* Work task: Every line of the data below should be repeated exactly, and no picture should be copied.

* Task input:
★ ★ ★ ★
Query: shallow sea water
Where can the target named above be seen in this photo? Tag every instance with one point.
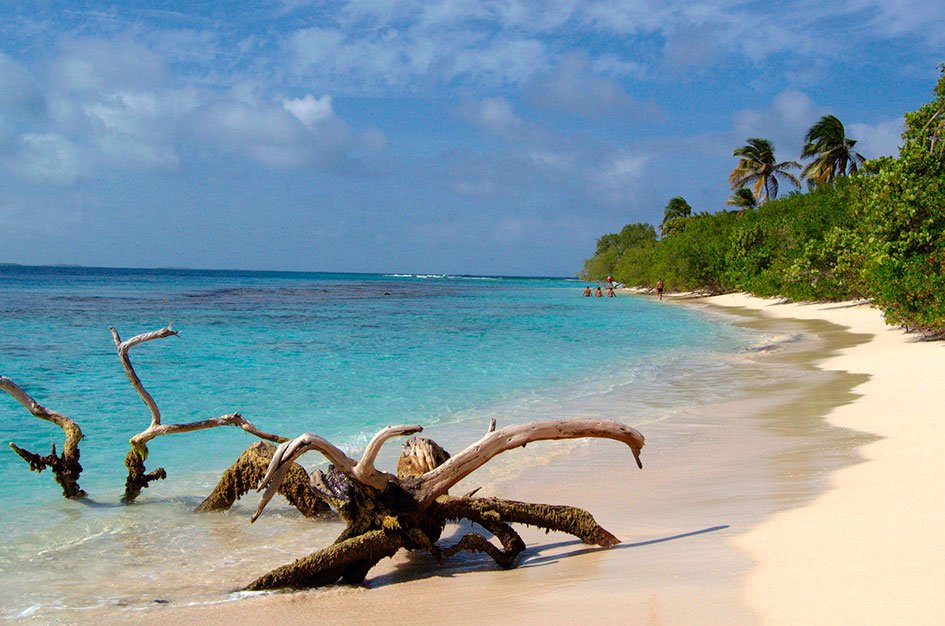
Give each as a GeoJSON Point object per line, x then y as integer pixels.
{"type": "Point", "coordinates": [338, 354]}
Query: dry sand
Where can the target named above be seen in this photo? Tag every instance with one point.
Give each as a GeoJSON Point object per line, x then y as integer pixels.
{"type": "Point", "coordinates": [755, 511]}
{"type": "Point", "coordinates": [871, 550]}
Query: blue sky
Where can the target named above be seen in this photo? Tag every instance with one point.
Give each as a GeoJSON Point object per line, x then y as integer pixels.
{"type": "Point", "coordinates": [455, 136]}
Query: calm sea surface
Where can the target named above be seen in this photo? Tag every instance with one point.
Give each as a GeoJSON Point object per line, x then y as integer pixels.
★ ★ ★ ★
* Completed exercise:
Query: shallow sea water
Where can the target named above be seen in this photo? Tag every instance with one point.
Give each as a GeoJSON Point object per line, x then y as integer pixels.
{"type": "Point", "coordinates": [338, 354]}
Query: dry sand
Where can the target named above be seen in this photo? Tag every instance with one point.
Give each as a GeoJSON Point object per line, x then y as integer pixels.
{"type": "Point", "coordinates": [755, 511]}
{"type": "Point", "coordinates": [871, 550]}
Query: blue sky
Where can the target named above be seen in this photo? Tag every instance with one point.
Give each as a GeoJSON Point object per line, x then y as integer pixels.
{"type": "Point", "coordinates": [455, 136]}
Query: calm sea surface
Where can the target named above be seen in this photo? Tag every instance with one point.
Give each as a GeoJSON Point object per line, x then y as integer pixels.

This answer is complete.